• [Texte source]:
▬▬▬

Ce nouvel environnement virtuel pourrait également offrir au consommateur une meilleure visibilité de la chaîne d’approvisionnement, car il pourrait contribuer à la simulation de processus tels que la production, le transport ou le stockage, pour obtenir une traçabilité totale des produits. C’est ce qu’anticipe le PDG de Relife Metaverse, Liew Voon Kiong, dans son livre Metaverse made easy : « Les clients du métavers auront une meilleure visibilité des processus de la chaîne d’approvisionnement grâce à des représentations 3D montrant comment les produits sont créés, distribués et commercialisés ».
Un business qui se chiffre en millions
Une étude du Boston Consulting Group (BCG) prévoit que le volume du marché du métavers pourrait atteindre un taux de croissance annuel de 40 % d’ici 2030, dépassant une valeur globale de 1 300 milliards de dollars. La croissance prévisionnelle du métavers n’est pas seulement due à la démocratisation des technologies qui le façonnent, mais aussi à un changement de mentalité. L’étude du BCG signale que 65 % des personnes de la génération Z ont acheté au moins un produit virtuel n’existant que dans le scénario d’un jeu vidéo.
La possibilité de commercialiser des biens et des objets, qu’ils soient réels ou virtuels, a encouragé l’industrie à développer de nouvelles voies commerciales avec l’introduction des crypto-monnaies ou des NFT ─ jetons non fongibles ─, des certificats numériques d’authenticité permettant d’identifier de manière unique les produits avec leurs propriétaires. Les crypto-monnaies et les NFT, tous deux basés sur la blockchain, pourraient fournir un nouvel environnement virtuel dans lequel vendre des biens, acheter des terrains ou développer des activités économiques et industrielles. Cette économie numérique ouvre une nouvelle porte aux entreprises : dans un contexte omnicanal, elles pourraient digitaliser des gammes de produits que l’utilisateur achèterait soit dans le métavers seulement, soit dans la vie réelle, soit dans les deux. C’est ce que l’on appelle la finance décentralisée. Les auteurs de l’étude Artificial intelligence for the metaverse: a survey de l’université Kyung Hee en Corée du Sud ainsi l’affirment : « En intégrant la finance décentralisée dans le metavers, les utilisateurs peuvent acheter dans le monde digital des produits virtuels identifiés par des NFT virtuels pour les recevoir dans la vie réelle ».
Le métavers pourrait révolutionner le e-commerce
Dans la course au leadership en matière de technologie métavers, les projets des principales marques technologiques mondiales telles que Meta ─ ex-Facebook ─, Microsoft, Apple et Google, se distinguent. En effet, cet univers pourrait non seulement révolutionner l’industrie et la logistique, mais aussi l’interaction entre les entreprises et les clients.
Le métavers offre un potentiel capable de combler le fossé entre le e-commerce et le commerce traditionnel, en transformant l’expérience d’achat à travers des catalogues statiques et des simulations en temps réel de vêtements comme de biens. Ce nouvel internet faciliterait un changement de paradigme dans l’expérience utilisateur, qui serait en mesure d’acheter des produits non seulement en D2C (direct-to-costumer), mais aussi en D2A (direct-to-avatar).

▬▬▬

• [Données]:
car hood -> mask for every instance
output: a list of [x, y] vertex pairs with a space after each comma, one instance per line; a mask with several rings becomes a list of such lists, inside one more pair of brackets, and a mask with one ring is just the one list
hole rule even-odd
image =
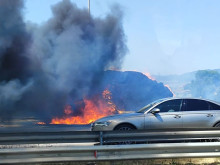
[[118, 115], [106, 116], [106, 117], [96, 120], [95, 122], [104, 122], [104, 121], [115, 120], [115, 119], [120, 119], [120, 118], [131, 118], [131, 117], [138, 117], [138, 116], [143, 116], [143, 115], [144, 114], [142, 113], [123, 113], [123, 114], [118, 114]]

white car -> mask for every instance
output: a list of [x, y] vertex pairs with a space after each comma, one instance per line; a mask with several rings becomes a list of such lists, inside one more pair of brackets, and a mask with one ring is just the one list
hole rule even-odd
[[135, 113], [117, 114], [92, 123], [92, 131], [220, 127], [220, 104], [196, 98], [166, 98]]

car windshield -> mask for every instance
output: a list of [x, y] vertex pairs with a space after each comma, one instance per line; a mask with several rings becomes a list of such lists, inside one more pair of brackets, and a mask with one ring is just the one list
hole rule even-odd
[[137, 111], [137, 113], [144, 113], [146, 112], [147, 110], [149, 110], [150, 108], [152, 108], [154, 105], [164, 101], [165, 99], [160, 99], [160, 100], [156, 100], [148, 105], [146, 105], [145, 107], [141, 108], [140, 110]]

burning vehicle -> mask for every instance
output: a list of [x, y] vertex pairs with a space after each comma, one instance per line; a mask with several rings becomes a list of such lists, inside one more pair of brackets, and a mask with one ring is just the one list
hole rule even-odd
[[101, 118], [92, 131], [220, 127], [220, 104], [196, 98], [166, 98], [139, 111]]

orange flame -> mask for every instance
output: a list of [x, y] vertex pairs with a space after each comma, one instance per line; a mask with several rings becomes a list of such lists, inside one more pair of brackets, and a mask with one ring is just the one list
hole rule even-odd
[[151, 79], [151, 80], [156, 80], [155, 78], [153, 78], [151, 75], [150, 75], [150, 73], [143, 73], [145, 76], [147, 76], [149, 79]]
[[102, 99], [86, 99], [84, 98], [84, 108], [81, 109], [82, 114], [76, 116], [72, 107], [67, 105], [64, 109], [64, 116], [52, 119], [50, 124], [89, 124], [93, 121], [117, 113], [116, 105], [112, 102], [112, 96], [109, 90], [102, 92]]
[[176, 95], [173, 93], [173, 91], [172, 91], [172, 89], [170, 88], [170, 86], [169, 85], [164, 85], [165, 87], [167, 87], [169, 90], [170, 90], [170, 92], [173, 94], [173, 96], [175, 97]]

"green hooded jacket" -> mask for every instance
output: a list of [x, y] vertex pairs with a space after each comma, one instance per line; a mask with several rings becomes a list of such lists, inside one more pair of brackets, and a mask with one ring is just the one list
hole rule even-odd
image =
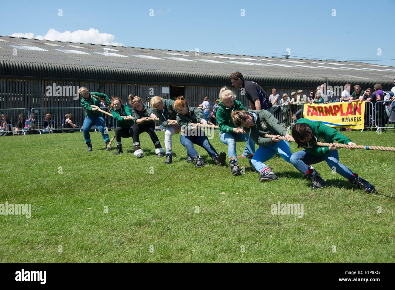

▬▬▬

• [Travail à faire]:
a. D'après le texte sur le métavers, quelle part de la génération Z a déjà acheté au moins un produit virtuel n'existant que dans un jeu vidéo ?
b. Rédigez la suite du texte sur le métavers à partir de sa dernière phrase.

• [Résultats par tâche]:
a. 65 % des personnes de la génération Z.

b.
La réalité augmentée est l’une des technologies centrales du métavers. Selon l’étude The rich, untapped future of augmented reality for customer experience, réalisée par Snapchat et Deloitte, trois utilisateurs des réseaux sociaux sur quatre utiliseront la réalité augmentée d’ici 2025.
Cette technologie pourrait jouer un rôle clé dans le virtual shopping, c’est-à-dire dans l’expérience d’achat e-commerce. Le géant chinois du commerce électronique Alibaba est l’un des premiers à confirmer son pari sur le métavers. Il a récemment financé un cycle d’investissement à 60 millions de dollars par la startup Nreal, fabricant de lunettes de réalité augmentée.
Mais Alibaba n’est pas la seule entreprise à expérimenter les canaux de vente offerts par le métavers. La multinationale américaine Amazon a récemment lancé Amazon View, une nouvelle fonctionnalité permettant aux utilisateurs de décorer leur maison virtuellement avec des produits disponibles sur la marketplace. Tout cela grâce à la réalité augmentée.
Les applications du métavers dans le e-commerce sont de plus en plus proches de devenir une réalité. Les grandes marques du retail ont lancé leurs collections de mode virtuelles sur Zepeto, un métavers où chaque utilisateur crée son propre avatar à partir d’une photographie et peut interagir avec son environnement. Zepeto signifie le passage au métavers de marques telles que Zara, Gucci o Balenciaga, qui permettent aux utilisateurs d’habiller leurs avatars grâce à des achats in-app.
Comment le métavers est-il construit ?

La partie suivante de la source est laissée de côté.